Continue the passage about Alexandra from where it stops.

### EXCERPT PROVIDED

--

Up until the moment of the gruesome discovery of Alexandra and her diaries nobody, not even her parents or her closest friends, had any idea that she was so troubled. She appeared to be a happy successful high school junior with a sweet smile and a joyful laugh that filled her parent’s world with a feeling of being especially blessed. She was an A student who was so well liked by her classmates that they had elected her to one of the class offices. She wanted to major in engineering in college and to that end she belonged to the school robotics team that had only recently qualified for the international finals. She was a favorite of her teachers, one of whom indicated that she was possibly the number one or number two student that he had ever taught in his twenty years in the classroom. What nobody seemed to know was how desperate and worthless Alexandra actually felt.

--

(Dataset records about object locations)
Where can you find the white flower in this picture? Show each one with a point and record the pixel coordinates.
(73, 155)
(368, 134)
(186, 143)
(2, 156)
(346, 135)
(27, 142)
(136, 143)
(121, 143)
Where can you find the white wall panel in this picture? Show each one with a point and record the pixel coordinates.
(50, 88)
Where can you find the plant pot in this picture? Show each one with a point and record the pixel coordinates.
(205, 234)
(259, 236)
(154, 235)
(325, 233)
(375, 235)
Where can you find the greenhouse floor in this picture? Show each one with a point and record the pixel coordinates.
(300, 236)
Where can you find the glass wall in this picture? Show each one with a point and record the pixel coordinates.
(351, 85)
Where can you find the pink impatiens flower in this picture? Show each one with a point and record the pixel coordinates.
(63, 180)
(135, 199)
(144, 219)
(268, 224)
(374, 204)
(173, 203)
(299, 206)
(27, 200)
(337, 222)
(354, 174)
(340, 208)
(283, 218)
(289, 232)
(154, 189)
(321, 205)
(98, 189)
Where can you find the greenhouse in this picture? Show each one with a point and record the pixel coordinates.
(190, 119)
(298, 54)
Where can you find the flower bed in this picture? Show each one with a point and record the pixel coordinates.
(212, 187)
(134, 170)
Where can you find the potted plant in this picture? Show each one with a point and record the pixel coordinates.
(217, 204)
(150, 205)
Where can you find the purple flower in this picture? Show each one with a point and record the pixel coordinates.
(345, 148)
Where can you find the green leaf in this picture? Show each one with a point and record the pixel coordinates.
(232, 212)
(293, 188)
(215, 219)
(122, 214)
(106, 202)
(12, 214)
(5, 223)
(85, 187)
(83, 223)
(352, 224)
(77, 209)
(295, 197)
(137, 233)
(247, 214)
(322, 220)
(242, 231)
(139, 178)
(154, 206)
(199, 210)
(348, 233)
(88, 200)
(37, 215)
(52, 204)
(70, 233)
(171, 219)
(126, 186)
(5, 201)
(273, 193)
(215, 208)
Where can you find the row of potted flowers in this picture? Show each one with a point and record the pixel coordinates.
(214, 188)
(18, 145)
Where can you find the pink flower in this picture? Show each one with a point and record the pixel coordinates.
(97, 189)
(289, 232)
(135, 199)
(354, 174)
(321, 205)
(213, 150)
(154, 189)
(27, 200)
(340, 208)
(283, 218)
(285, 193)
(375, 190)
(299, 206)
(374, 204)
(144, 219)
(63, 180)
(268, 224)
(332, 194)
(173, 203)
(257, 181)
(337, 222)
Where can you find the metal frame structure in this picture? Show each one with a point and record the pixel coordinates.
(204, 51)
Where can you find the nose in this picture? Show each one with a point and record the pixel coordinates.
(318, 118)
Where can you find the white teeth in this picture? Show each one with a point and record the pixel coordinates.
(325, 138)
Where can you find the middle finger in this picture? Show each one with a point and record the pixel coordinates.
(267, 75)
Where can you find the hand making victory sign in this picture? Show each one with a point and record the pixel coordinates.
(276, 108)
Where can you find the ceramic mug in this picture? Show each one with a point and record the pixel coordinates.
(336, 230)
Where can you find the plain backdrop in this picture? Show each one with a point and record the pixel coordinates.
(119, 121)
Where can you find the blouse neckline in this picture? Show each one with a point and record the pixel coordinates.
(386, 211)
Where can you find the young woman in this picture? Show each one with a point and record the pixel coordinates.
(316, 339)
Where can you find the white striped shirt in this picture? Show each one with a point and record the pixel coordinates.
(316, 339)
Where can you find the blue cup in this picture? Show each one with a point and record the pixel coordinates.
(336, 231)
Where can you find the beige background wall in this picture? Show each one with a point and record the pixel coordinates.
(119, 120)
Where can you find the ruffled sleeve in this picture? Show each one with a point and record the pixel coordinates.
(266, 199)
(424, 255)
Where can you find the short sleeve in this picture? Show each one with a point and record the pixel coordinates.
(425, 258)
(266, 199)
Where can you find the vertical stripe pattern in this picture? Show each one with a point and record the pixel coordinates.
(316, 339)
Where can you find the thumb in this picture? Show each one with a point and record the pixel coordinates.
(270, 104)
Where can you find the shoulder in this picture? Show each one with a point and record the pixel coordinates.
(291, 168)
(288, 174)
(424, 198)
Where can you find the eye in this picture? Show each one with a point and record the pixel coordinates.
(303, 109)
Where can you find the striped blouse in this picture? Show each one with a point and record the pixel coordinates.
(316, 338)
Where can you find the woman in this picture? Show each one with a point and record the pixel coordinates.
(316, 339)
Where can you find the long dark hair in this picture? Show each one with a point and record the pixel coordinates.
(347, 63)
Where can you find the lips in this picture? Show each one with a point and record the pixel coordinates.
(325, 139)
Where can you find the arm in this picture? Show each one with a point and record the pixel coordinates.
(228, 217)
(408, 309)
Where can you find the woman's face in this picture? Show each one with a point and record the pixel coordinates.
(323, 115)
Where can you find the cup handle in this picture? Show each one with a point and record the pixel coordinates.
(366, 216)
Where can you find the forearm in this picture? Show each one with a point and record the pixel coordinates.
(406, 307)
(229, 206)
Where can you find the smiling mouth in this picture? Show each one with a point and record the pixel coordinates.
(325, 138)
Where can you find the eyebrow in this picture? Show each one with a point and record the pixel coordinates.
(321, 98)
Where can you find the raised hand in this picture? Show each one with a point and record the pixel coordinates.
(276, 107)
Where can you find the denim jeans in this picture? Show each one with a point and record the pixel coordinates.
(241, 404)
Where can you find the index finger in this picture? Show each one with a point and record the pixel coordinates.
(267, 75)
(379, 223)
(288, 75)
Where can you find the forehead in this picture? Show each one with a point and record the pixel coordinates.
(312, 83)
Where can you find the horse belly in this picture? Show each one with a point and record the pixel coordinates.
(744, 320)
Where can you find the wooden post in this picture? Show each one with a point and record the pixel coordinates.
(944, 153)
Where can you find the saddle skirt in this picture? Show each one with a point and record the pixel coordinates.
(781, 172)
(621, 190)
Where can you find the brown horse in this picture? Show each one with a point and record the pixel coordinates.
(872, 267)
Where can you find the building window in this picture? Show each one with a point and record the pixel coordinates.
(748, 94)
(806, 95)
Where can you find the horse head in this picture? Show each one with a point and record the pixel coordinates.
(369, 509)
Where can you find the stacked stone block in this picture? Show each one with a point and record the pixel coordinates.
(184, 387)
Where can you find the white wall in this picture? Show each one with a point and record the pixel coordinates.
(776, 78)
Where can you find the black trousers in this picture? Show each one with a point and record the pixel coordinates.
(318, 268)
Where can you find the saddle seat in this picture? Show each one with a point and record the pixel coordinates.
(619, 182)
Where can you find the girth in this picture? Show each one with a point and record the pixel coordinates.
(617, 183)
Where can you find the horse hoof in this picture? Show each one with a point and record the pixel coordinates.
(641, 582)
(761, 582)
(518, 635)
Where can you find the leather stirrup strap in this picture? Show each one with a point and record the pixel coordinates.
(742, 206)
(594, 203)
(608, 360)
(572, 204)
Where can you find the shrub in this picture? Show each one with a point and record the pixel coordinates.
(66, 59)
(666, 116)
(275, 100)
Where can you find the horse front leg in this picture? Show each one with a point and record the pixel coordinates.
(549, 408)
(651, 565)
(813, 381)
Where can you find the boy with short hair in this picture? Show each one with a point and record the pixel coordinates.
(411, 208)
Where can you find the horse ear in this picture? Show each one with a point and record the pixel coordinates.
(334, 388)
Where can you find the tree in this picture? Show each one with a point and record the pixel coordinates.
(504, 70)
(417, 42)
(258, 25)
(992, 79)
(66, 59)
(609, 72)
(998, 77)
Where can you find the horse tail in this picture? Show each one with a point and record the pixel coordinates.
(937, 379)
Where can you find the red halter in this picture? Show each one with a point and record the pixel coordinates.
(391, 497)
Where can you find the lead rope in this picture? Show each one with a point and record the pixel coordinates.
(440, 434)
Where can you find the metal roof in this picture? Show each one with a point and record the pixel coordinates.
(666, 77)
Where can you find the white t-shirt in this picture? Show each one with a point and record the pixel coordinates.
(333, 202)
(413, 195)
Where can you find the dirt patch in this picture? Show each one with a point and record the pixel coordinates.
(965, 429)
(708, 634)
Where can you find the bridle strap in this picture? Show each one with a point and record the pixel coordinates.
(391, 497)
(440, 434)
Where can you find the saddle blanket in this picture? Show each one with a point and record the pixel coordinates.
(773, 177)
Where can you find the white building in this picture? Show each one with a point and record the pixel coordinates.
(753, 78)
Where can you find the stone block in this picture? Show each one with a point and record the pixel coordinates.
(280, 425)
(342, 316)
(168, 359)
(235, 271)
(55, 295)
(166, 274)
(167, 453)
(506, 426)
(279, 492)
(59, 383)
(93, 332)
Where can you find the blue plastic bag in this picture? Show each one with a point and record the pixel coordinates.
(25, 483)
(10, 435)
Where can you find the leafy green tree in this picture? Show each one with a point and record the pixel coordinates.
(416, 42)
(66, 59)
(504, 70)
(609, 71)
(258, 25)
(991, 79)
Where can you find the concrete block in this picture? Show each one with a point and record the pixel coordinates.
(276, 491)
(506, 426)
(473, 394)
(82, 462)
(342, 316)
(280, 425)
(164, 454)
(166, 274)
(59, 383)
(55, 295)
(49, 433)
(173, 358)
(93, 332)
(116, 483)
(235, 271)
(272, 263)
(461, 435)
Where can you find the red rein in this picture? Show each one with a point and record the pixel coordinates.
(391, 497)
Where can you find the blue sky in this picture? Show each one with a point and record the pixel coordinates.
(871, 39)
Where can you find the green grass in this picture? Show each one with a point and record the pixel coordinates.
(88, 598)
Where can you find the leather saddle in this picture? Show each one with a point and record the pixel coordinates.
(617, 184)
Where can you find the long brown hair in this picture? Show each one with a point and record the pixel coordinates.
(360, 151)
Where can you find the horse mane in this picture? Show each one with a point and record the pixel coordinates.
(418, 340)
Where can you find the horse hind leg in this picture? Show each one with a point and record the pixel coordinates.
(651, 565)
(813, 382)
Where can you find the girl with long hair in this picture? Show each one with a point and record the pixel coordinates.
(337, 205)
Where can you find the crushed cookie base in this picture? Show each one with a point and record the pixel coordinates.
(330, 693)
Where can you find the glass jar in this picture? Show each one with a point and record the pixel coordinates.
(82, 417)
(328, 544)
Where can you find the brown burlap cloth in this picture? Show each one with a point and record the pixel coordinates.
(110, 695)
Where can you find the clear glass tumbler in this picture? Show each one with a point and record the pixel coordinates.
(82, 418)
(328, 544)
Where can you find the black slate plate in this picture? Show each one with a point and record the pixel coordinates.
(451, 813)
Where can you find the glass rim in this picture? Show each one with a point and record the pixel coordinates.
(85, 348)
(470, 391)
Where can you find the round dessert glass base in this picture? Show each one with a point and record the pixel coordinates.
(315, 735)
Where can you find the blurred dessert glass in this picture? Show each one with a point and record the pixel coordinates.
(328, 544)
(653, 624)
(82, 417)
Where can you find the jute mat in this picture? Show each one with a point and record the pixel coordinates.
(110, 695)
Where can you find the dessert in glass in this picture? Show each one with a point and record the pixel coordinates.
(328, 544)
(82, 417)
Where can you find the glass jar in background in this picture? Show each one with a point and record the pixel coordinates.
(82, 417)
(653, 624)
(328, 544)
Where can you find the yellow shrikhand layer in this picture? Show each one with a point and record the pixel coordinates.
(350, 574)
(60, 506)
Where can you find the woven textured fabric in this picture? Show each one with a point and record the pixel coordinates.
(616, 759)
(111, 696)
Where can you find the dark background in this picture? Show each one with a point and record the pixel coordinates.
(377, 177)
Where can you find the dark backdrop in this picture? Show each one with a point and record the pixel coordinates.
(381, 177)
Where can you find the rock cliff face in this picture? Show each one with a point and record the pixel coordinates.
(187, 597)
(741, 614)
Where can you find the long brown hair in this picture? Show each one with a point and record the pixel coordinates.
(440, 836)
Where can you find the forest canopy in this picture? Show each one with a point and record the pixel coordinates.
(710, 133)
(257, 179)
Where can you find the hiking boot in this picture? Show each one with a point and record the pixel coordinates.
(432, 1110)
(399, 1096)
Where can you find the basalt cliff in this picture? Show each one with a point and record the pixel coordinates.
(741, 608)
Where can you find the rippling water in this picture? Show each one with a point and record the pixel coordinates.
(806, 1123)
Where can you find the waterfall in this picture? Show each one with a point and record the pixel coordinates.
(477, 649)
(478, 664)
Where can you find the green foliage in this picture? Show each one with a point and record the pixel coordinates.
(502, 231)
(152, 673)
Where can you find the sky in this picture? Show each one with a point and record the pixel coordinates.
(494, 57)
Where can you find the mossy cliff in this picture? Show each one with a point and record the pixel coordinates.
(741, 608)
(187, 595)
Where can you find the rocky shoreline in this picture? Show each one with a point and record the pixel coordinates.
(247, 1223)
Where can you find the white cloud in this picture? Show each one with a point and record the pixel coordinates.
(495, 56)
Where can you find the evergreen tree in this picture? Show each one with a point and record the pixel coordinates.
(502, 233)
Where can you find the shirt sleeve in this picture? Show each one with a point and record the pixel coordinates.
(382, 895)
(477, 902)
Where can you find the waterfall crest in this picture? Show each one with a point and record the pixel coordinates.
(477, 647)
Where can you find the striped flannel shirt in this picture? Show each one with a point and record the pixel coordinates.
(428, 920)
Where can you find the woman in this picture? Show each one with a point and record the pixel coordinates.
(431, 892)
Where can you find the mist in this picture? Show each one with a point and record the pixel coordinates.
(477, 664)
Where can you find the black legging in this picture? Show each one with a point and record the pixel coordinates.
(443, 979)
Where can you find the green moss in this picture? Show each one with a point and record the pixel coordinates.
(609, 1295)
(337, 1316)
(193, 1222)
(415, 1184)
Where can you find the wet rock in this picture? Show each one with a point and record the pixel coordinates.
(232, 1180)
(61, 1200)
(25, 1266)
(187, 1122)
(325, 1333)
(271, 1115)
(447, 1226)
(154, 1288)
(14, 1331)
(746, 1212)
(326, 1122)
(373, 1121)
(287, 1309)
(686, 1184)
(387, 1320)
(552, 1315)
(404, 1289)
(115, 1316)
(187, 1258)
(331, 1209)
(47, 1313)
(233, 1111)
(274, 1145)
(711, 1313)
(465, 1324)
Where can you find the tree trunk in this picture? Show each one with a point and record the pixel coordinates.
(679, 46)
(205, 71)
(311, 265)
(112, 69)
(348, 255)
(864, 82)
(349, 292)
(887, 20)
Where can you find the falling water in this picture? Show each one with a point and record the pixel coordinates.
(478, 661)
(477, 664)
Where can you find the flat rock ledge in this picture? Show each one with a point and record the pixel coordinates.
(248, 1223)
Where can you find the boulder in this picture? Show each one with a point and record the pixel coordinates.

--

### TASK ANSWER
She had a checklist of things she needed to accomplish to get in M.I.T., her dream school. She was striving to be the valedictorian of her class and to score high on entrance exams. In her journals she confessed that she felt as though she was a failure, valueless, unmotivated and unhappy. She hid her worries and her depression from her parents even though she spent time lots with them and talked openly with them about her life and her aspirations and her feelings, only what she told them was far different from what she recorded on paper. Everyone saw her as one of those extraordinary teenagers that every parent and educator hopes to have, while she saw herself  as a hopeless loser.

Alexandra’s English teacher, like her parents, was stunned by her death. He still wonders what signs he might have missed that would have allowed him to help his beloved student. So also was the school counselor who had never sensed the depths of Alexandra’s desperation. Her best friends were also left wondering how their pal had managed to hide her feelings from everyone. She was a golden girl in everyone’s eyes the lines in the notebooks described how overwhelmed she actually was.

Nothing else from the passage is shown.